Trecho da página.
O Estado de S. Paulo
Pode faltar bife em qualquer parte do mundo, menos em restaurante argentino, certo? Errado. Militar ou civil, o governo argentino muitas vezes limitou a venda interna de carne bovina para favorecer a exportação. Em outras ocasiões, como em 2006, 2014 e 2018, fez o contrário: restringiu as vendas externas para derrubar o preço e frear a inflação. Proibição de venda de carne, desemprego, aperto de cinto e problemas cambiais encheram as historietas de Mafalda, na crise de 1971, e renderam ao desenhista Quino o título de Homem do Ano da revista Panorama. Veda, palavra castelhana para proibição ou restrição, aponta uma das grandes marcas da política argentina ao longo de muitas décadas: a intervenção nos preços, no abastecimento e no comércio externo. Indica também dois desafios frequentes, os desarranjos cambiais e os surtos inflacionários.

Exercício escrito 1.
Com base no texto sobre a carne na Argentina, responda:
(a) Em quais anos o governo argentino restringiu as vendas externas de carne bovina?
(b) Que título o desenhista Quino recebeu, e de qual revista?
(c) Segundo o texto, o que significa a palavra castelhana "veda"?
Exercício escrito 2. Devolva, sem nenhuma alteração, o trecho do texto sobre a carne na Argentina que começa com as palavras "O Estado de" e termina com "os surtos inflacionários.".

(Trecho do conjunto de dados)
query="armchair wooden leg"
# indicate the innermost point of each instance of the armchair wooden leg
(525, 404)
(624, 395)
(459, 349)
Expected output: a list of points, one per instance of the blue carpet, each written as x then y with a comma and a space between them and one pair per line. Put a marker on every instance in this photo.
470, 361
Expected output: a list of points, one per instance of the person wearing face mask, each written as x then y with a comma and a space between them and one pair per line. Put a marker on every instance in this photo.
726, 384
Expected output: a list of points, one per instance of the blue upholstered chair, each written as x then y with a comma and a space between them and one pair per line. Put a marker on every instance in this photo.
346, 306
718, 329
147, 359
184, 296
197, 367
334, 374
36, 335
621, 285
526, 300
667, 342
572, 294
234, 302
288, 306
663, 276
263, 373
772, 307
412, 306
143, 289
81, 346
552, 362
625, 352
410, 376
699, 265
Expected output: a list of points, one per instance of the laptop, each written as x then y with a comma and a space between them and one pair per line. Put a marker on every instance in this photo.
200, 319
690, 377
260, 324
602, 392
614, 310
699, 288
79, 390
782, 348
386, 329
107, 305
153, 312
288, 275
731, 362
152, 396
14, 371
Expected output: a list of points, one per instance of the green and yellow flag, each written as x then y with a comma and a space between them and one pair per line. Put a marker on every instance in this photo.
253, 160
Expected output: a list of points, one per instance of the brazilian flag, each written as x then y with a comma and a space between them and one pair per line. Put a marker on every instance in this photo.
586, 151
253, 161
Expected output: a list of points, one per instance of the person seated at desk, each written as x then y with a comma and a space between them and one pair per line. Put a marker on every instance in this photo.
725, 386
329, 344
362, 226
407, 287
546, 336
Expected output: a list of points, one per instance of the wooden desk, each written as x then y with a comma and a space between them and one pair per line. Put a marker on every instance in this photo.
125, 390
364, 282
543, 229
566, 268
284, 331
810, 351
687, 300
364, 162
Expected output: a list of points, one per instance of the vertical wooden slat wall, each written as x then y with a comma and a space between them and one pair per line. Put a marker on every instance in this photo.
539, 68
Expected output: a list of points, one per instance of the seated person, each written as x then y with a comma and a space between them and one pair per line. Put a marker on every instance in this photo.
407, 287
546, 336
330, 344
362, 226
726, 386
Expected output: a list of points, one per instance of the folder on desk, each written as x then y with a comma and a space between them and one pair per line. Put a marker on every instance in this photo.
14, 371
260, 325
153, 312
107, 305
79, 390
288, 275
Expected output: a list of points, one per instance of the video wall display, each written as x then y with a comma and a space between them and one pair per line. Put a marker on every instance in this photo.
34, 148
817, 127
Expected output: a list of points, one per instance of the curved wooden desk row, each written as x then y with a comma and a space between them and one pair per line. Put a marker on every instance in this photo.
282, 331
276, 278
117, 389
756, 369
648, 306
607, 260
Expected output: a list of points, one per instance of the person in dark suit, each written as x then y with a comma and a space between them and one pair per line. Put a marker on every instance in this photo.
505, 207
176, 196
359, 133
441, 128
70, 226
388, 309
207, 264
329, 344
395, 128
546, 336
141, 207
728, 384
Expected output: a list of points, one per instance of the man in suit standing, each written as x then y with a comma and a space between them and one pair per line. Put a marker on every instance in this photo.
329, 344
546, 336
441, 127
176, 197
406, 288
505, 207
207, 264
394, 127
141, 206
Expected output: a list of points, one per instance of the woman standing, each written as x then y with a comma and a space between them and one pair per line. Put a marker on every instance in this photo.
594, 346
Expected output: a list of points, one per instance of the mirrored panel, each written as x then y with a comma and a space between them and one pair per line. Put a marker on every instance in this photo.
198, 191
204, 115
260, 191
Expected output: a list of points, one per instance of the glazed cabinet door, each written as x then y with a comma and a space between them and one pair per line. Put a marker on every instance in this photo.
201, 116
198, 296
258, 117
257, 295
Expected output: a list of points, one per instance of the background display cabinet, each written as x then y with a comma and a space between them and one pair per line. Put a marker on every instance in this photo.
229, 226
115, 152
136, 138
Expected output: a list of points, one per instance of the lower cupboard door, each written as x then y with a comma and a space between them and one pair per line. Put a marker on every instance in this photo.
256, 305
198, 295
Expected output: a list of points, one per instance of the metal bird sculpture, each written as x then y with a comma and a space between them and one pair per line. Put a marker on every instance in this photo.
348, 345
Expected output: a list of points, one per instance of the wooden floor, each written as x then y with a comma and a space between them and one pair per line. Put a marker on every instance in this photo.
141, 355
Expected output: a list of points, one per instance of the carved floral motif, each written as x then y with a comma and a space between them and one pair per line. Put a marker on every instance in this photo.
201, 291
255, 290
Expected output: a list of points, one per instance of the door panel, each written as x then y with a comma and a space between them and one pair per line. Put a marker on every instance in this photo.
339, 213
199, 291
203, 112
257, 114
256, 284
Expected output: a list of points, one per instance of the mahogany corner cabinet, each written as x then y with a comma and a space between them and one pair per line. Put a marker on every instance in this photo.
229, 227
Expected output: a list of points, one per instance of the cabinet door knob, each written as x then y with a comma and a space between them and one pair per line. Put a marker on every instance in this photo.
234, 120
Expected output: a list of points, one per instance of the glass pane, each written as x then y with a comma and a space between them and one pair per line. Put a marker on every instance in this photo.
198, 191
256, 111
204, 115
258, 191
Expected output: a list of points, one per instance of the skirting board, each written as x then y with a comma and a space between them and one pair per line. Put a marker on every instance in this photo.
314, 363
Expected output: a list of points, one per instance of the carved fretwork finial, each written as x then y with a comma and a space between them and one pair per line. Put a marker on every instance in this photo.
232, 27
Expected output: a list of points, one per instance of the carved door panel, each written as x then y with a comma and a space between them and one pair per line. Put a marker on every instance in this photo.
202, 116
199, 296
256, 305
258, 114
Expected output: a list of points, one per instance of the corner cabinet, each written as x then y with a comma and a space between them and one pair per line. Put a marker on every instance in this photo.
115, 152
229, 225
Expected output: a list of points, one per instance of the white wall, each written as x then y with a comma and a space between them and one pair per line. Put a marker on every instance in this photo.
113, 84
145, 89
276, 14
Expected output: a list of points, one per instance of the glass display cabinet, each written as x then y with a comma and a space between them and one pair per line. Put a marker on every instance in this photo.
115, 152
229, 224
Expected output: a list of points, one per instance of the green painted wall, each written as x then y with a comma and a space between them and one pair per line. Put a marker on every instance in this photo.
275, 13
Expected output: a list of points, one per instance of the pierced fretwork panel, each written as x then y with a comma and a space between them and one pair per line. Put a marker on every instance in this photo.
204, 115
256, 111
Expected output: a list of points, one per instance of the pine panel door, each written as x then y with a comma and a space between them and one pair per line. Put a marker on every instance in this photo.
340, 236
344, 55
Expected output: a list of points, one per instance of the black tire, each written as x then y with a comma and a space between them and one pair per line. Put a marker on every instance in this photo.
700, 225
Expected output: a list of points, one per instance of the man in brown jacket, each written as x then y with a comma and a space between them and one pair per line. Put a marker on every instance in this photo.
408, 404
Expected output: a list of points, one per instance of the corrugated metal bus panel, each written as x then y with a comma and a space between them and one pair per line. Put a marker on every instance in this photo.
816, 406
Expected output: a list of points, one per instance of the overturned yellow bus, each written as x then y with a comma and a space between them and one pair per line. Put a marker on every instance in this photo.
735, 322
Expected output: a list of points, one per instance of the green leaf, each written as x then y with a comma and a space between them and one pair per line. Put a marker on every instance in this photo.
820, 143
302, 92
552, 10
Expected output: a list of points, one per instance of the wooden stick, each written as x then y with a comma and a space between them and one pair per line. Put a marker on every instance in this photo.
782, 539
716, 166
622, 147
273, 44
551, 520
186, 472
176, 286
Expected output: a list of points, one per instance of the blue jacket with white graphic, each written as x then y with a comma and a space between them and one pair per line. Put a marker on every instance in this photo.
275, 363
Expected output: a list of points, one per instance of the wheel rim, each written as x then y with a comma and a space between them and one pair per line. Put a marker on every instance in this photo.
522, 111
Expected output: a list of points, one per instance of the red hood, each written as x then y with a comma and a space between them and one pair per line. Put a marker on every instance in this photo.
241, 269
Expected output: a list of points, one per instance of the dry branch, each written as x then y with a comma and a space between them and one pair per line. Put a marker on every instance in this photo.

Resultado 1.
(a) Em 2006, 2014 e 2018.
(b) O título de Homem do Ano, da revista Panorama.
(c) Proibição ou restrição.

Resultado 2.
O Estado de S. Paulo
Pode faltar bife em qualquer parte do mundo, menos em restaurante argentino, certo? Errado. Militar ou civil, o governo argentino muitas vezes limitou a venda interna de carne bovina para favorecer a exportação. Em outras ocasiões, como em 2006, 2014 e 2018, fez o contrário: restringiu as vendas externas para derrubar o preço e frear a inflação. Proibição de venda de carne, desemprego, aperto de cinto e problemas cambiais encheram as historietas de Mafalda, na crise de 1971, e renderam ao desenhista Quino o título de Homem do Ano da revista Panorama. Veda, palavra castelhana para proibição ou restrição, aponta uma das grandes marcas da política argentina ao longo de muitas décadas: a intervenção nos preços, no abastecimento e no comércio externo. Indica também dois desafios frequentes, os desarranjos cambiais e os surtos inflacionários.